Coffee with Tareq Khorshid

21 Apr 2016
POSTED BY Y Magazine

A father, manager and musician, Tareq Khorshid seems to have a dream life, finds Alvin Thomas.

Tareq Khorshid from T-Band is quite the celebrity around town. I first stumbled upon his performance videos on YouTube while browsing through bands in Muscat and have been a fan ever since.

So, as you can imagine, I was quite looking forward to having a coffee with him. However, it turns out that Tareq has to go to Sohar for work, so I have to resort to a telephone interview. 

Still, this was an opportunity to get to know the founding member of the most sought-after band in the Sultanate. T-Band are on stage at Route 66 and Ghala Golf Club every Thursday and Friday to cover blues, funk, rock and alternative rock songs from the 1970s and 1980s. You may have caught them at other venues around Muscat, too.

Tareq is a very well-spoken, polite man. Throughout our conversation, the musician was being driven in his car to Sohar. But despite disturbances in the mobile telephone signal, he managed to keep our chat going at a great pace.

Tareq grew up in Lebanon before moving to Oman.

“I am originally from Palestine,” he says, “but my life was shaped and moulded by my parents and friends in Lebanon.”

The 47 year old has led a complicated life, which he admits. He applied for a degree in architecture before switching to nursing and finally political science before completing the latter at the American University of Beirut in 1994.

“It was in Lebanon where I realised my passion for music,” says Tareq.

Initially, he played gigs in university as a part of the music club. He was paid US$20 (RO8) for his performances, which he used to pay his tuition fees.

He remembers playing four concerts during the summer every year, among various other gigs in his early days.

However, Tareq was introduced to music during the 1982 Lebanon War, when he found a guitar lying on the ground. He remembers starting to practice with it before mastering a handful of chords.

“Even with my limited amount of knowledge, I garnered attention with the guitar,” reminisces Tareq. This, he says, motivated him to learn the instrument.

### Listed records
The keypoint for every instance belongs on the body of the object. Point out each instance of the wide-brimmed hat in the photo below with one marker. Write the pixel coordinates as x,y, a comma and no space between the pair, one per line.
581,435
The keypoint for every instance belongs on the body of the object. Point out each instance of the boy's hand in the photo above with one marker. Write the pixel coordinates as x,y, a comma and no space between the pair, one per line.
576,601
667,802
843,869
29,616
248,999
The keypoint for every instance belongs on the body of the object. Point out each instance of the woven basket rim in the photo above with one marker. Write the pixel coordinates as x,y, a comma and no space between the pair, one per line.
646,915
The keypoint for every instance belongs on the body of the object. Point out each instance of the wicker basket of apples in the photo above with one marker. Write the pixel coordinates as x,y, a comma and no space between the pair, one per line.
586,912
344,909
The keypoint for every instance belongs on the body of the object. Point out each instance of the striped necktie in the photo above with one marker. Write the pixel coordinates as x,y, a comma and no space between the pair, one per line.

### Work to do
Answer these questions using the Tareq Khorshid profile:
(a) At which university did Tareq complete his degree, and in what year?
(b) How much was he paid for his university performances?
(c) At which two venues does T-Band play every Thursday and Friday?
The material above is separate from the Tareq Khorshid profile.

### Reply to the task
(a) The American University of Beirut, in 1994.
(b) US$20 (RO8).
(c) Route 66 and Ghala Golf Club.